What to do: The listing beneath should be written out in full, exactly as shown.

Data to process:
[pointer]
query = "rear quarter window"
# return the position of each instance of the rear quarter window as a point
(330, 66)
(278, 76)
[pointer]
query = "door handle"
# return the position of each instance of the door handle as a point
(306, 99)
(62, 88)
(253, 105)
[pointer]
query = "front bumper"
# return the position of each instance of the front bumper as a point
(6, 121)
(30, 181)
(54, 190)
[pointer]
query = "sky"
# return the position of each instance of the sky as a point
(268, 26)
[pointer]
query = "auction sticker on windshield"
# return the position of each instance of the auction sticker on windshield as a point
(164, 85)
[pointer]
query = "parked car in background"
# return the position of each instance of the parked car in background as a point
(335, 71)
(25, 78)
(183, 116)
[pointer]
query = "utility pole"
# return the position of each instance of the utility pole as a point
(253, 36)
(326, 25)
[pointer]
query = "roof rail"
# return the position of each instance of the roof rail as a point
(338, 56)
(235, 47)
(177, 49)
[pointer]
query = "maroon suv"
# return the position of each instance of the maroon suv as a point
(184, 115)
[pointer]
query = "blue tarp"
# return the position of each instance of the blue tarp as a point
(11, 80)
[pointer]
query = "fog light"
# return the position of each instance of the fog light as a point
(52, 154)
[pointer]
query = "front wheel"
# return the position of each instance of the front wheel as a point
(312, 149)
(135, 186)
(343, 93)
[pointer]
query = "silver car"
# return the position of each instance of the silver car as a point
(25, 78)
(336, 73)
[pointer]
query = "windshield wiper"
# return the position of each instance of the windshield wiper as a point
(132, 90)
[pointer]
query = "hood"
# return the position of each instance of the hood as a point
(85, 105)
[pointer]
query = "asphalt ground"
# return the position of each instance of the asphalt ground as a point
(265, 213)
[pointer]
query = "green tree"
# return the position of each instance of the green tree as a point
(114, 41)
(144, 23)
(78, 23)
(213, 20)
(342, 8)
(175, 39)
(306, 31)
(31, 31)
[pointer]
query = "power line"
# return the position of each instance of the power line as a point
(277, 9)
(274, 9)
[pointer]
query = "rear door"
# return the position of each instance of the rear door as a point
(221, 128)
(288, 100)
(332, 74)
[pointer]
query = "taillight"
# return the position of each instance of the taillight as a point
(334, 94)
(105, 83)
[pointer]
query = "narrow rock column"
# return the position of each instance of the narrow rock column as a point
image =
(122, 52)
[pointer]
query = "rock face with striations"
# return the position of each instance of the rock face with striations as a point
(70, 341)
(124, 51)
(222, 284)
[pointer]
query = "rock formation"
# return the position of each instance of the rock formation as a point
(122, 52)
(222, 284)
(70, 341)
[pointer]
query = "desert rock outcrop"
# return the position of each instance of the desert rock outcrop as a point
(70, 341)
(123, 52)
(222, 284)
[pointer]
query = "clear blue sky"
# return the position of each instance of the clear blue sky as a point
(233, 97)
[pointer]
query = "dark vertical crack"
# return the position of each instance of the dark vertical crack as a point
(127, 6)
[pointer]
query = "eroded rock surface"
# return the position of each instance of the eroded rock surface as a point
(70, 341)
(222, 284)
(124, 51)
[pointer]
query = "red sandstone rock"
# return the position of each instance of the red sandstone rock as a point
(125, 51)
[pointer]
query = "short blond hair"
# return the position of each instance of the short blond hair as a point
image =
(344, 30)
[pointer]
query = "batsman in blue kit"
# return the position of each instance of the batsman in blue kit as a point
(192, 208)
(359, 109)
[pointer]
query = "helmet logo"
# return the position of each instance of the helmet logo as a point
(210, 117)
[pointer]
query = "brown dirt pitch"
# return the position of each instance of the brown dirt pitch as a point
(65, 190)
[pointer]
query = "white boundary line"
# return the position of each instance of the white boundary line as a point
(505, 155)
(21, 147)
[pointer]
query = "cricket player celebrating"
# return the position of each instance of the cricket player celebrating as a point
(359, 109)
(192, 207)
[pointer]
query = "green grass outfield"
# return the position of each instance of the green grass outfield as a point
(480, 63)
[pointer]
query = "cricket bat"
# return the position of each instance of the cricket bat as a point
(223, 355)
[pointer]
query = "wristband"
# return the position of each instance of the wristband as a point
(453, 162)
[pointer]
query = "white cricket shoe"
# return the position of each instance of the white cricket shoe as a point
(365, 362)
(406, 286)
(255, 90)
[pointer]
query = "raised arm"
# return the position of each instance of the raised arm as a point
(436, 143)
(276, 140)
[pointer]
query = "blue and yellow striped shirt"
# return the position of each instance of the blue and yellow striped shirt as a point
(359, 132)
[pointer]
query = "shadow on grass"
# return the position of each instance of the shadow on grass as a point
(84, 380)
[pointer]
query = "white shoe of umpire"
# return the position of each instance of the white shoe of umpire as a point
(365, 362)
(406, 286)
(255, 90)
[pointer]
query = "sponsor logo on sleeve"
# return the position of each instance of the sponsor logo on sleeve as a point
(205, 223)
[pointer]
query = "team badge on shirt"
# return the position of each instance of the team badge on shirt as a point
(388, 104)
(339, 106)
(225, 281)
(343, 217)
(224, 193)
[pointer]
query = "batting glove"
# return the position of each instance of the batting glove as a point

Written answer:
[pointer]
query = "rear quarter window"
# return the position of each instance of the rear quarter window as a point
(330, 66)
(278, 76)
[pointer]
query = "door handle"
# return the position of each instance of the door handle as a point
(306, 99)
(62, 88)
(253, 105)
[pointer]
query = "front bumper"
# return the position of each instance of the front bumper as a point
(6, 121)
(30, 181)
(54, 190)
[pointer]
query = "sky"
# return the position of each instance of the sky as a point
(268, 26)
[pointer]
query = "auction sticker on windshield"
# return the position of each instance of the auction sticker on windshield as a point
(164, 85)
[pointer]
query = "parked car in background"
# return the position of each instance of the parked car in background as a point
(335, 71)
(25, 78)
(183, 116)
[pointer]
query = "utility pole"
# return the position of each instance of the utility pole as a point
(253, 36)
(326, 25)
[pointer]
query = "roof rail"
# return the position of each instance of the roof rail as a point
(338, 56)
(235, 47)
(177, 49)
[pointer]
query = "maroon suv"
# return the position of each instance of the maroon suv as a point
(184, 115)
[pointer]
query = "blue tarp"
# return the position of each instance of the blue tarp as a point
(11, 80)
[pointer]
query = "fog light"
# return the position of each instance of the fog light as a point
(52, 154)
[pointer]
query = "front wheel"
# return the position of each instance of the front wheel as a point
(312, 149)
(135, 186)
(343, 93)
[pointer]
query = "silver car"
# return the position of each instance of the silver car as a point
(25, 78)
(336, 73)
[pointer]
query = "windshield wiper"
# return the position of each instance of the windshield wiper as a point
(132, 90)
[pointer]
query = "hood"
# return the position of each instance of the hood as a point
(85, 105)
[pointer]
query = "asphalt ground"
# return the position of each instance of the asphalt ground as a point
(265, 213)
[pointer]
query = "green tree"
# return the position of each instance of the green tree as a point
(114, 41)
(144, 23)
(78, 23)
(213, 20)
(342, 8)
(175, 39)
(306, 31)
(31, 31)
[pointer]
query = "power line"
# return the position of each instance of the power line as a point
(277, 9)
(274, 9)
[pointer]
query = "rear door"
# return the position of each instance of the rear door as a point
(221, 128)
(288, 100)
(332, 74)
[pointer]
query = "taillight"
# return the position of each instance of the taillight as a point
(334, 94)
(105, 83)
[pointer]
query = "narrow rock column"
# return the position of each instance of the narrow rock column as a point
image =
(122, 52)
[pointer]
query = "rock face with striations"
# return the position of each instance of the rock face with striations as a point
(70, 341)
(124, 51)
(222, 284)
[pointer]
query = "rock formation"
# return the position of each instance of the rock formation as a point
(122, 52)
(222, 284)
(70, 341)
[pointer]
query = "desert rock outcrop"
# return the position of each instance of the desert rock outcrop as a point
(70, 341)
(123, 52)
(222, 284)
[pointer]
query = "clear blue sky"
# return the position of each instance of the clear blue sky as a point
(233, 97)
[pointer]
query = "dark vertical crack"
# return the position of each instance of the dark vertical crack as a point
(127, 6)
[pointer]
query = "eroded rock surface"
# return the position of each instance of the eroded rock surface as a point
(70, 341)
(222, 284)
(124, 51)
[pointer]
query = "red sandstone rock"
# return the position of each instance of the red sandstone rock as a point
(125, 51)
[pointer]
query = "short blond hair"
# return the position of each instance of the short blond hair as a point
image =
(344, 30)
[pointer]
query = "batsman in blue kit"
# return the position of each instance of the batsman in blue kit as a point
(192, 208)
(359, 109)
[pointer]
query = "helmet logo"
# return the position of each instance of the helmet logo as a point
(210, 117)
[pointer]
query = "brown dirt pitch"
# return the position of each instance of the brown dirt pitch as a point
(65, 190)
[pointer]
query = "white boundary line"
# return the position of each instance of the white boundary line as a point
(505, 155)
(21, 147)
[pointer]
query = "cricket player celebrating"
# return the position of each instance of the cricket player celebrating as a point
(359, 109)
(192, 207)
[pointer]
query = "green grass outfield"
# return the position of each instance of the green grass outfield as a point
(480, 63)
[pointer]
query = "cricket bat"
# return the position of each instance of the cricket bat as a point
(223, 355)
[pointer]
query = "wristband"
# return the position of each instance of the wristband as a point
(453, 162)
[pointer]
query = "white cricket shoe"
# return the position of each instance of the white cricket shoe as a point
(365, 362)
(406, 286)
(255, 90)
[pointer]
query = "raised arm"
# return the position of each instance of the raised arm as a point
(436, 143)
(276, 140)
[pointer]
query = "blue and yellow striped shirt"
# return the position of each instance of the blue and yellow striped shirt as a point
(359, 132)
[pointer]
query = "shadow on grass"
# return the position of each instance of the shadow on grass as a point
(84, 380)
[pointer]
query = "white shoe of umpire"
# return the position of each instance of the white shoe of umpire as a point
(365, 362)
(406, 286)
(255, 90)
[pointer]
query = "sponsor logo on sleeve"
# return the position of each instance of the sponsor logo on sleeve as a point
(205, 223)
[pointer]
query = "team badge on shirt"
# return the position of each instance of the team badge on shirt as a point
(388, 104)
(339, 106)
(225, 281)
(343, 217)
(224, 193)
[pointer]
query = "batting glove"
# return the position of each instance of the batting glove as a point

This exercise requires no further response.